### Short task:
Transcribe everything in the data word for word. Pictures are left out.

— START Material provided —

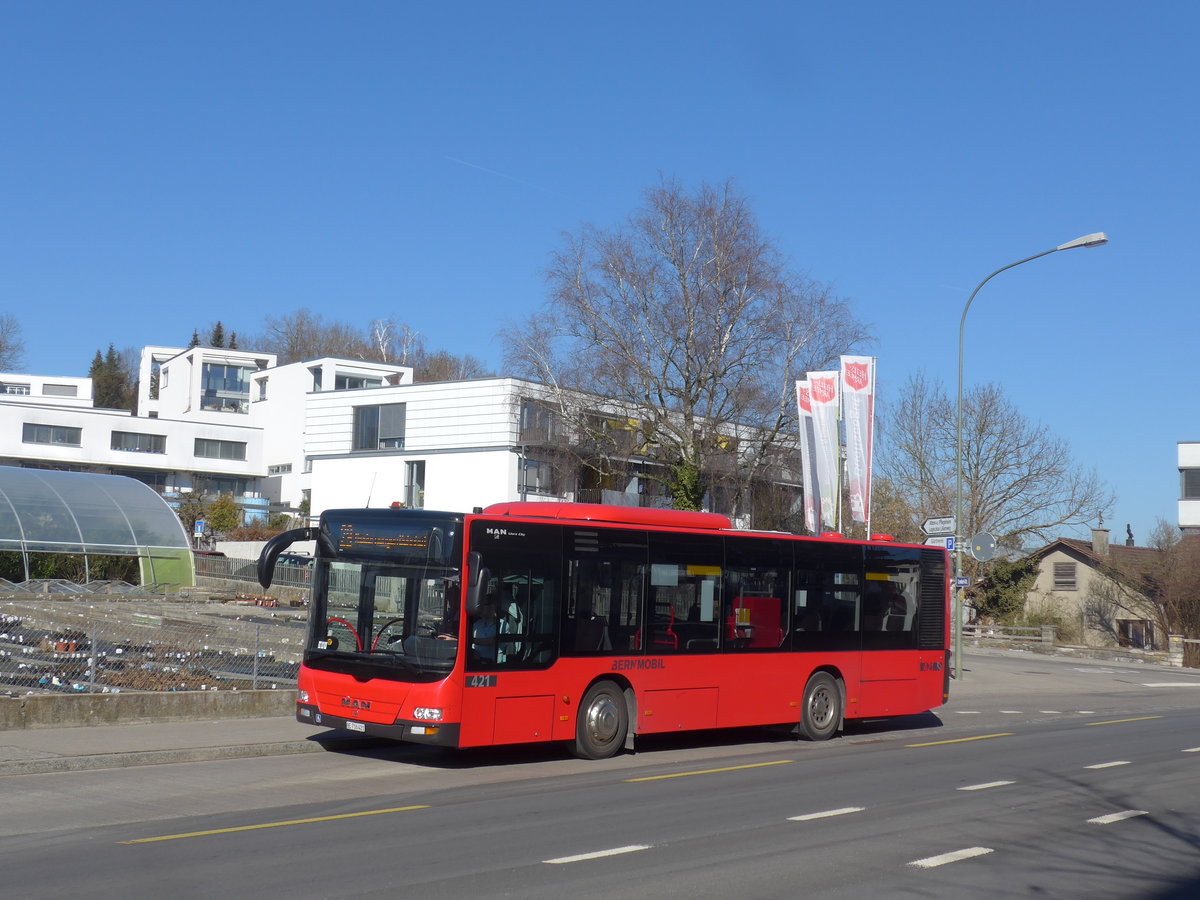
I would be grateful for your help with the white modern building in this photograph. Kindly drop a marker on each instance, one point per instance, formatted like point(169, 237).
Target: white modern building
point(1189, 486)
point(306, 436)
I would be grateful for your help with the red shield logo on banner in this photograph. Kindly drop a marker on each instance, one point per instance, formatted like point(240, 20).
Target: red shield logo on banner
point(856, 376)
point(823, 390)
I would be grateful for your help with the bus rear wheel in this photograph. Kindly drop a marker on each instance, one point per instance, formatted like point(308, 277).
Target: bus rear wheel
point(821, 707)
point(603, 723)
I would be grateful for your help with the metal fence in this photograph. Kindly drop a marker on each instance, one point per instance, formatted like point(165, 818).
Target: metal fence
point(106, 637)
point(1042, 634)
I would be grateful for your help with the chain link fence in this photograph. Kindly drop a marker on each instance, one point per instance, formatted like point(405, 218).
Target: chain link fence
point(111, 636)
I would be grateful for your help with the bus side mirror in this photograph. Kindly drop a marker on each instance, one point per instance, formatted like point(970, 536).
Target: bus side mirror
point(275, 546)
point(477, 581)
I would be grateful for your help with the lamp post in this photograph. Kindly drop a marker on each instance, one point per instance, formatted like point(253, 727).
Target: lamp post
point(1087, 240)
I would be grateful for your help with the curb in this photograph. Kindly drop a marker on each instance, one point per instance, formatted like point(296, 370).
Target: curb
point(155, 757)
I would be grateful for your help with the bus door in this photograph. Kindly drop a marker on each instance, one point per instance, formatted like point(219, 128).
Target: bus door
point(511, 640)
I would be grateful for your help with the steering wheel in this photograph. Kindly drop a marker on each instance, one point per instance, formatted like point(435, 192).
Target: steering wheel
point(331, 619)
point(383, 628)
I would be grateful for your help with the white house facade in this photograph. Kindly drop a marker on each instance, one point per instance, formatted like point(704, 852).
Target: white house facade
point(1189, 486)
point(306, 436)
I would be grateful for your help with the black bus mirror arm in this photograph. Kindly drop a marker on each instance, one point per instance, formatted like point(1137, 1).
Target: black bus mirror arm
point(275, 546)
point(477, 581)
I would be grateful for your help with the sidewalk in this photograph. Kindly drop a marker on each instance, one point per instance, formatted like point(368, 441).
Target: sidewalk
point(30, 751)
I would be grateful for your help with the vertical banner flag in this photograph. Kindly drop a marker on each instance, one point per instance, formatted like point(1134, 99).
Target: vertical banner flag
point(808, 454)
point(858, 414)
point(823, 396)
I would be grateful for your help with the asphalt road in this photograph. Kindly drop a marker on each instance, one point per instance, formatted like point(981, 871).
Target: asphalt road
point(1043, 778)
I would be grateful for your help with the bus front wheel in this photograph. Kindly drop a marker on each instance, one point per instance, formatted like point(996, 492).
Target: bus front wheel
point(821, 708)
point(603, 723)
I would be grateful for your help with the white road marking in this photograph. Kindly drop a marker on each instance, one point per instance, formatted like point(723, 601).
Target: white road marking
point(1170, 684)
point(598, 855)
point(1117, 816)
point(826, 814)
point(955, 857)
point(985, 786)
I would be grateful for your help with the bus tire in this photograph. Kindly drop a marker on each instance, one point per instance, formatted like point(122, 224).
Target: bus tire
point(603, 724)
point(821, 707)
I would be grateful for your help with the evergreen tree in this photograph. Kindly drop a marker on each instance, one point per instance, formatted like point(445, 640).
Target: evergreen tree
point(112, 387)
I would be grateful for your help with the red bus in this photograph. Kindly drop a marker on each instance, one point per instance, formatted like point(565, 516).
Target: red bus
point(592, 624)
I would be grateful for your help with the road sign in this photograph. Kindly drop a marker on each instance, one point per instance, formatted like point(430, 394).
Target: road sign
point(939, 525)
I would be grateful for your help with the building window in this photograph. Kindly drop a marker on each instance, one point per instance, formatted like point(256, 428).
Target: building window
point(348, 383)
point(538, 477)
point(414, 484)
point(220, 449)
point(1191, 479)
point(52, 435)
point(213, 485)
point(139, 443)
point(225, 388)
point(379, 427)
point(1065, 576)
point(539, 424)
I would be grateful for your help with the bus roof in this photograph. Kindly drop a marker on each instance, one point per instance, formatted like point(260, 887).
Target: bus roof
point(615, 515)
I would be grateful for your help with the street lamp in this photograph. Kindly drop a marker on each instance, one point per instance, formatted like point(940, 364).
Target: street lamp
point(1087, 240)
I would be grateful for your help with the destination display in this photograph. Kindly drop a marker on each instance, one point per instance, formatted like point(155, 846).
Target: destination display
point(401, 537)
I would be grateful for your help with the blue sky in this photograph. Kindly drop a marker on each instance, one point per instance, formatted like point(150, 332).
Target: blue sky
point(167, 165)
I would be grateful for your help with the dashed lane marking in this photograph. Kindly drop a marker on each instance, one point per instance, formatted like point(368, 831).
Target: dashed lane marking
point(954, 857)
point(964, 741)
point(598, 855)
point(826, 814)
point(1171, 684)
point(273, 825)
point(1117, 816)
point(708, 772)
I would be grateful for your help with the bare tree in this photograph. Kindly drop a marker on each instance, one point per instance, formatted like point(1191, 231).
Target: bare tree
point(1019, 480)
point(1176, 586)
point(12, 346)
point(305, 335)
point(691, 329)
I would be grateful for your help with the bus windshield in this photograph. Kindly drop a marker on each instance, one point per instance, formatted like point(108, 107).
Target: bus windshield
point(400, 617)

— END Material provided —

### Right answer:
I would be grateful for your help with the white modern building in this photograph. Kindly drop a marker on each instance, one point per instance, formatted like point(169, 237).
Target: white modern building
point(1189, 486)
point(306, 436)
I would be grateful for your help with the red shield logo on banner in this photograph. Kindly drop a marker on each instance, one point per instance, formatted like point(240, 20).
Target: red shield logo on banner
point(856, 376)
point(823, 390)
I would be grateful for your help with the bus rear wheel in this photograph. Kindly drop a marker on each instance, one point per instance, formatted like point(308, 277).
Target: bus rear wheel
point(821, 707)
point(603, 723)
I would be grateful for your help with the metal fence in this photograph. Kindly drop a marker on each instance, one point per instance, formatted like point(165, 818).
Target: metal fence
point(106, 637)
point(1042, 634)
I would be grateful for your help with the chain link fence in this photograph. Kindly drop a marker on each instance, one point per instance, formatted like point(405, 218).
Target: chain link fence
point(111, 636)
I would be grateful for your help with the bus side mirror in this photograph. Kindly drop a marker on each instance, one point per instance, formatted like point(970, 536).
Target: bus side mirror
point(275, 546)
point(477, 581)
I would be grateful for your help with the lamp post in this photograph. Kindly drop a marker on each instance, one point per instance, formatted like point(253, 727).
Target: lamp post
point(1087, 240)
I would be grateful for your help with the curb in this photograph. Kindly drop a marker on each instance, one point per instance, formatted like point(296, 370).
Target: curb
point(155, 757)
I would be grateful for your help with the bus door in this photograph. Kindly drop a marker on each instance, one point per instance, formatted like point(219, 128).
Target: bus door
point(511, 640)
I would be grateful for your help with the steering wheel in this photograph. Kindly drop a marker on each instance, one point per instance, formatted like point(435, 192).
Target: steering wheel
point(331, 619)
point(383, 628)
I would be grateful for your help with the white house facade in this photograph. Kindly drop a marker on each instance, one point per instance, formatted like point(704, 852).
Target: white house facade
point(1189, 486)
point(306, 436)
I would be grateful for your help with the black bus mirror arm in this photograph. Kindly drop a marker on each instance, one point per instance, formatted like point(1137, 1).
Target: black bus mirror arm
point(275, 546)
point(477, 581)
I would be grateful for your help with the sidewalk in this photograph. Kindly drop a marker on each instance, one point per instance, formatted like point(368, 441).
Target: sidewalk
point(30, 751)
I would be grateful for your help with the vertical banner flag in this photograph. Kindly drop a marker on each instance, one point per instance, formatted like point(1134, 99).
Target: vertical banner flag
point(808, 454)
point(858, 414)
point(823, 396)
I would be grateful for your help with the asphalt road in this photograph. Kindly drop a marker on each instance, one point per instance, formatted like point(981, 871).
Target: asphalt road
point(1043, 778)
I would be grateful for your help with the bus front wheel in this photograph. Kindly drop a marker on each instance, one point per instance, formatted like point(996, 492).
Target: bus front wheel
point(821, 708)
point(603, 723)
I would be grateful for your help with the white road marking in this photograph. Kindly drop a marker on each instance, one point per instance, formatted like point(723, 601).
Target: white road marking
point(1170, 684)
point(598, 855)
point(1117, 816)
point(826, 814)
point(955, 857)
point(985, 786)
I would be grateful for your help with the bus tire in this photograph. Kindly drop a marker on each instance, one point per instance, formatted like point(122, 224).
Target: bus tire
point(603, 724)
point(821, 707)
I would be grateful for your help with the evergreen tree in this photograph. Kindly drop a marker on each instance, one point per instance, formatted like point(445, 640).
Target: evergreen tree
point(112, 387)
I would be grateful for your help with the red bus in this photograph. Kindly drop a marker on each instance, one point per instance, formatted like point(565, 516).
Target: red bus
point(592, 624)
I would be grateful for your help with the road sign in this photograph. Kindly drop a marker on each instance, one point per instance, formatted like point(430, 394).
Target: road sign
point(939, 525)
I would be grateful for your help with the building window in this photograph. Kindly drop a marker on each instance, one point per instance, formatted like point(256, 428).
Target: building window
point(348, 383)
point(538, 477)
point(414, 484)
point(220, 449)
point(1191, 479)
point(52, 435)
point(213, 485)
point(139, 443)
point(225, 388)
point(379, 427)
point(1065, 576)
point(539, 424)
I would be grateful for your help with the bus roof in this photograph. Kindly drop a marker on each instance, one point per instance, formatted like point(260, 887).
Target: bus roof
point(615, 515)
I would be grateful for your help with the street lamp in this photograph. Kindly drop a marker on each instance, one point per instance, formatted like point(940, 364).
Target: street lamp
point(1087, 240)
I would be grateful for your help with the destination display in this photograph. Kindly drop a marker on each instance, one point per instance, formatted like point(155, 846).
Target: destination display
point(401, 537)
I would be grateful for your help with the blue sky in this photograph. Kindly drop a marker on each instance, one point per instance, formatted like point(150, 332).
Target: blue sky
point(167, 165)
I would be grateful for your help with the dashed lane marking in this photograph. Kindly drop a marker on each instance, one point per instance, formatted like point(368, 831).
Target: dashed lane marking
point(954, 857)
point(964, 741)
point(598, 855)
point(826, 814)
point(1171, 684)
point(273, 825)
point(1117, 816)
point(708, 772)
I would be grateful for your help with the bare tree in this photograph. Kindly drop a marker on each instance, one point per instance, formatted like point(1191, 231).
Target: bare tree
point(1019, 480)
point(1176, 586)
point(12, 346)
point(305, 335)
point(691, 329)
I would be grateful for your help with the bus windshield in this photograph. Kindly drop a marker on each instance, one point per instance, formatted like point(108, 107).
Target: bus windshield
point(400, 617)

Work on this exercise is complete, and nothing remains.